What the task asks:
Copy the records below exactly as they appear.

Exercise input:
+++++

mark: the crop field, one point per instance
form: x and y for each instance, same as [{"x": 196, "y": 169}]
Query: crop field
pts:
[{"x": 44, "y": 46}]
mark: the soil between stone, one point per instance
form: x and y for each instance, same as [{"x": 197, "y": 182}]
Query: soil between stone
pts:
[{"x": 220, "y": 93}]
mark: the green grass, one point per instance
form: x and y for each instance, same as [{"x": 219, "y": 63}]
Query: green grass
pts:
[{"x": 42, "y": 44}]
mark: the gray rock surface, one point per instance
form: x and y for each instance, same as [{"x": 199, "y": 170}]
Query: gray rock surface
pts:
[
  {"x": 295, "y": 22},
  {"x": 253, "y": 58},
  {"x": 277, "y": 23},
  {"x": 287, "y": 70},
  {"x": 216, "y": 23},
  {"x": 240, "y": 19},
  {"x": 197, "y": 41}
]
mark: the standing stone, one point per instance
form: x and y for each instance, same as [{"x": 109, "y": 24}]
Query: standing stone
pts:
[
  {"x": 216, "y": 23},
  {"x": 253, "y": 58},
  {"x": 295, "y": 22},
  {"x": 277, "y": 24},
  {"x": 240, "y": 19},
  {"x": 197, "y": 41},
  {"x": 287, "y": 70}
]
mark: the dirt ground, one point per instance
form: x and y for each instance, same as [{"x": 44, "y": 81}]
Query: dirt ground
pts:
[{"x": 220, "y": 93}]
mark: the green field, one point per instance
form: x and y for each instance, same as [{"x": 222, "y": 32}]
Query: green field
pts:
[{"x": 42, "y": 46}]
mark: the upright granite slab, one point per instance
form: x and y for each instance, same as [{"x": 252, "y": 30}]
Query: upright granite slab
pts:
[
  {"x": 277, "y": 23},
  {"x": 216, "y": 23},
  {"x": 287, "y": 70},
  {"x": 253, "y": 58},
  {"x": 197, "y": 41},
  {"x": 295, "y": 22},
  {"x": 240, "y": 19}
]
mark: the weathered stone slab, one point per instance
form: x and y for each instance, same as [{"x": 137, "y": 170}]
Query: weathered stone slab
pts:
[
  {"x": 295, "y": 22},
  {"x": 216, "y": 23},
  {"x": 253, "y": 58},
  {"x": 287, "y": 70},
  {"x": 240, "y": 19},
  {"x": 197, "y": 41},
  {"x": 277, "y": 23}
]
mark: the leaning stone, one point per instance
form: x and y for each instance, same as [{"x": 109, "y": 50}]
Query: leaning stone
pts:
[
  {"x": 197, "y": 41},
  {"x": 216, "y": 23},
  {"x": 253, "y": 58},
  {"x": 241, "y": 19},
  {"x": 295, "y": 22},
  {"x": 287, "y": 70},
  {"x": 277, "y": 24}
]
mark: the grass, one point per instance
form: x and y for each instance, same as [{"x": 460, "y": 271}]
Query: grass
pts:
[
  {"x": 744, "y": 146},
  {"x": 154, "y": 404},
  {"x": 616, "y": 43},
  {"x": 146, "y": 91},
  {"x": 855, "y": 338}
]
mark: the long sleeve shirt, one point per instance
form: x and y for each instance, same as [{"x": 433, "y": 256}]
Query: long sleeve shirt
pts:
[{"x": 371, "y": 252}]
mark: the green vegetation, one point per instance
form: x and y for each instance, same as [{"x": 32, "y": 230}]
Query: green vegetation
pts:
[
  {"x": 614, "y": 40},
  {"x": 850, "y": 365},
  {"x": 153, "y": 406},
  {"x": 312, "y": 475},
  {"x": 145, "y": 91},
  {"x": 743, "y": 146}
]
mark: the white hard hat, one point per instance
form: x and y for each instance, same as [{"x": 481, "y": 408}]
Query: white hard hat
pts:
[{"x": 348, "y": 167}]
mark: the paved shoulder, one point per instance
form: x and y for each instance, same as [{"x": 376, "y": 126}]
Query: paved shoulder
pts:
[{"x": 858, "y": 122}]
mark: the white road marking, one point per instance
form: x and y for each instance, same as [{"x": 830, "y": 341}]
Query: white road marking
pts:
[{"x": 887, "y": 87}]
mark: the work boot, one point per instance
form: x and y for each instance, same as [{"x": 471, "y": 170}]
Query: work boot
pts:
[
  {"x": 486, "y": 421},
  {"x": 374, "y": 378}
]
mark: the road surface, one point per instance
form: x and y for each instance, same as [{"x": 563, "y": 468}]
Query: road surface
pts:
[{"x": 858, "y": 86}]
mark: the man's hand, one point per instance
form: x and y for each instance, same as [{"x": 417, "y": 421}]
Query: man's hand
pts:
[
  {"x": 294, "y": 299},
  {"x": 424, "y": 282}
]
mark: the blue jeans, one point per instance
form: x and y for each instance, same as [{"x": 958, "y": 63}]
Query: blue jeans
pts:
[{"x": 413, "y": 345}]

+++++

Answer to this exercise:
mark: the crop field, one point per instance
form: x and y for each instance, same as [{"x": 196, "y": 169}]
Query: crop field
pts:
[{"x": 44, "y": 46}]
mark: the soil between stone, one point per instance
form: x and y for each instance, same as [{"x": 197, "y": 182}]
Query: soil between stone
pts:
[{"x": 220, "y": 93}]
mark: the green grass, one point per instance
form: x and y for each instance, same as [{"x": 219, "y": 63}]
Query: green grass
pts:
[{"x": 42, "y": 44}]
mark: the gray rock surface, one point per instance
form: x and y for each instance, same as [{"x": 199, "y": 170}]
Query: gray rock surface
pts:
[
  {"x": 295, "y": 22},
  {"x": 253, "y": 58},
  {"x": 277, "y": 23},
  {"x": 287, "y": 70},
  {"x": 216, "y": 23},
  {"x": 240, "y": 19},
  {"x": 197, "y": 41}
]
mark: the standing stone, one point per instance
form: x and y for each instance, same as [{"x": 109, "y": 24}]
Query: standing stone
pts:
[
  {"x": 216, "y": 23},
  {"x": 253, "y": 58},
  {"x": 295, "y": 22},
  {"x": 277, "y": 24},
  {"x": 240, "y": 19},
  {"x": 197, "y": 41},
  {"x": 287, "y": 70}
]
mark: the dirt ground, one point per instance
form: x and y for each instance, same as [{"x": 44, "y": 81}]
Query: dirt ground
pts:
[{"x": 220, "y": 93}]
mark: the green field, one point per instance
form: x and y for each instance, same as [{"x": 222, "y": 32}]
Query: green field
pts:
[{"x": 42, "y": 46}]
mark: the upright granite slab, one point per instance
form: x and y for each instance, same as [{"x": 252, "y": 30}]
Query: upright granite slab
pts:
[
  {"x": 277, "y": 23},
  {"x": 216, "y": 23},
  {"x": 287, "y": 70},
  {"x": 253, "y": 58},
  {"x": 197, "y": 41},
  {"x": 295, "y": 22},
  {"x": 240, "y": 19}
]
mark: the weathered stone slab, one point per instance
form: x and y for each instance, same as [{"x": 137, "y": 170}]
Query: weathered stone slab
pts:
[
  {"x": 295, "y": 22},
  {"x": 216, "y": 23},
  {"x": 253, "y": 58},
  {"x": 287, "y": 70},
  {"x": 240, "y": 19},
  {"x": 197, "y": 41},
  {"x": 277, "y": 23}
]
mark: the leaning stone, one point per instance
form: x and y for each instance, same as [{"x": 109, "y": 50}]
Query: leaning stone
pts:
[
  {"x": 197, "y": 41},
  {"x": 216, "y": 23},
  {"x": 253, "y": 58},
  {"x": 241, "y": 19},
  {"x": 295, "y": 22},
  {"x": 287, "y": 70},
  {"x": 277, "y": 24}
]
mark: the grass, one point per instance
form: x and y for each instance, same as [{"x": 460, "y": 271}]
Query: grass
pts:
[
  {"x": 744, "y": 146},
  {"x": 154, "y": 404},
  {"x": 616, "y": 43},
  {"x": 146, "y": 91},
  {"x": 855, "y": 338}
]
mark: the long sleeve shirt, one point per instance
form: x and y for each instance, same as [{"x": 433, "y": 256}]
Query: long sleeve shirt
pts:
[{"x": 371, "y": 252}]
mark: the green vegetation, one point per instance
form: x and y for each instance, same as [{"x": 32, "y": 230}]
Query: green vegetation
pts:
[
  {"x": 614, "y": 40},
  {"x": 850, "y": 365},
  {"x": 153, "y": 406},
  {"x": 312, "y": 475},
  {"x": 145, "y": 91},
  {"x": 743, "y": 146}
]
mark: the white hard hat, one point per instance
form: x and y for each instance, same as [{"x": 481, "y": 408}]
Query: white hard hat
pts:
[{"x": 348, "y": 167}]
mark: the paved shoulder, one point per instance
form: x and y for each instance, same as [{"x": 376, "y": 126}]
Query: paved shoulder
pts:
[{"x": 858, "y": 122}]
mark: the white road marking, one point per instance
form: x and y for each instance, same as [{"x": 830, "y": 341}]
Query: white road marking
pts:
[{"x": 887, "y": 87}]
mark: the work boot, one point per instance
form: x and y for each instance, same as [{"x": 471, "y": 170}]
Query: work boot
pts:
[
  {"x": 486, "y": 421},
  {"x": 374, "y": 378}
]
mark: the road surface, one point per instance
form: x and y for each instance, same as [{"x": 563, "y": 468}]
Query: road surface
pts:
[{"x": 858, "y": 86}]
mark: the man's hand, one point per instance
form: x and y for each instance, same as [{"x": 417, "y": 421}]
Query: man's hand
pts:
[
  {"x": 294, "y": 299},
  {"x": 424, "y": 282}
]
mark: the blue jeans, one point per instance
form: x and y for each instance, same as [{"x": 958, "y": 63}]
Query: blue jeans
pts:
[{"x": 413, "y": 345}]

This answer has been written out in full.